How many of the lines below contain the string "locate"? Reply with the number alone.

Collection entries

* * * * * * * * *

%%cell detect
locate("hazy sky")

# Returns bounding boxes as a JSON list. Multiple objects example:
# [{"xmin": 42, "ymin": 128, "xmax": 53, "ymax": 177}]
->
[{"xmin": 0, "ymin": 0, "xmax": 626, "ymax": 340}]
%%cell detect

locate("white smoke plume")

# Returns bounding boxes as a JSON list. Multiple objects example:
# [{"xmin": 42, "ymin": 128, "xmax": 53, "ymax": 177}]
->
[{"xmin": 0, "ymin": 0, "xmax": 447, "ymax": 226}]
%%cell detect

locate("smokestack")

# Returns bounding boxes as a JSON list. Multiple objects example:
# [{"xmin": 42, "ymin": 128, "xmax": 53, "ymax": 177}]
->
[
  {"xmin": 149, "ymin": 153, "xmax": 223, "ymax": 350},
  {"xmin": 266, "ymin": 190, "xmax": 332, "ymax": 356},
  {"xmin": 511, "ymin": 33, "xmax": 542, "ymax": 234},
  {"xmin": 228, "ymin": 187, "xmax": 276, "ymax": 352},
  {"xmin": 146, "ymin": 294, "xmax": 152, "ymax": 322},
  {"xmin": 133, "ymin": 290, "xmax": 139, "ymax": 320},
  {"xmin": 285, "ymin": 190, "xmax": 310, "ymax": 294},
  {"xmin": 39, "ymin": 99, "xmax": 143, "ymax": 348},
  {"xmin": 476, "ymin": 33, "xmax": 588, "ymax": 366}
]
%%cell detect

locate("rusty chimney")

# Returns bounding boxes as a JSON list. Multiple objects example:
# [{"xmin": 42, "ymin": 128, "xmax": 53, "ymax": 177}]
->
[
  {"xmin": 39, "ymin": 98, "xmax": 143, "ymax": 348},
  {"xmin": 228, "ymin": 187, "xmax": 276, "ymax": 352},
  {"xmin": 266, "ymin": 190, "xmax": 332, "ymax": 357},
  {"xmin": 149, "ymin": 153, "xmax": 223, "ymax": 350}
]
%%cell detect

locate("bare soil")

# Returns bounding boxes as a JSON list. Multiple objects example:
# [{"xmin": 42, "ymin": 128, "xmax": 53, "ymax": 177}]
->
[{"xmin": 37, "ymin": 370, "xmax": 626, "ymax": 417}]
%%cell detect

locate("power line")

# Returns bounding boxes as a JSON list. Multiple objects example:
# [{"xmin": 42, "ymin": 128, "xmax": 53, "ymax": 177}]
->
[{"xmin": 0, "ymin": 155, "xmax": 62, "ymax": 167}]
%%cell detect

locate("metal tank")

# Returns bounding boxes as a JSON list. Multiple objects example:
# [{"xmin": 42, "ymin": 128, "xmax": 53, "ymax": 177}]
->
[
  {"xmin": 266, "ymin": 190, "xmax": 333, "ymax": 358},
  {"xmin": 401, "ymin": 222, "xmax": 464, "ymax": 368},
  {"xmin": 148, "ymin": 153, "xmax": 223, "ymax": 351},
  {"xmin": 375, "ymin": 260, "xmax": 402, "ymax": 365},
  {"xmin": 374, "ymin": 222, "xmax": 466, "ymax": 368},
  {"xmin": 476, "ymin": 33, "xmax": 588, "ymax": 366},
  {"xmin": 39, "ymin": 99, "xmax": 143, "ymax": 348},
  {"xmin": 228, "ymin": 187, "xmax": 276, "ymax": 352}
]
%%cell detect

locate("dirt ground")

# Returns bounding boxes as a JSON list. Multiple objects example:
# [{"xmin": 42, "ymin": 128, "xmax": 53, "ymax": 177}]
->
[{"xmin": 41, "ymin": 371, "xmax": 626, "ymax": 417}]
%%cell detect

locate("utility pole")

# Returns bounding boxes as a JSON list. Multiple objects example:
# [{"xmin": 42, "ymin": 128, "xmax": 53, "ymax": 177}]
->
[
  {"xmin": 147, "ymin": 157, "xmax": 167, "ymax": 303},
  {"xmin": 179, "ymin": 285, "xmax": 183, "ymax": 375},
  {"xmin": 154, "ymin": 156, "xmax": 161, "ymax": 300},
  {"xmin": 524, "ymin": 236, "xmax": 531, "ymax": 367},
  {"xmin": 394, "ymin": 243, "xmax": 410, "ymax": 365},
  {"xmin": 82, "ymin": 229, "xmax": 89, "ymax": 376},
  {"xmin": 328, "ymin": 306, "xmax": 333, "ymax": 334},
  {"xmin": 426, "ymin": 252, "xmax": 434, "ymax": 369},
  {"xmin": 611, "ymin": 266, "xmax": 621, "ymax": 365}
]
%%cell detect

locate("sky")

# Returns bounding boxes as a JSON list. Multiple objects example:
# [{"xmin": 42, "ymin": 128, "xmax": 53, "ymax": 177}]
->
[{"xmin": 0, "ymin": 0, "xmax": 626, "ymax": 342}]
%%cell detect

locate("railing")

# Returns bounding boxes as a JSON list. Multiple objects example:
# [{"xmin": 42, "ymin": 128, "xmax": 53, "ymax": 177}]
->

* * * * * * * * *

> _Problem solution_
11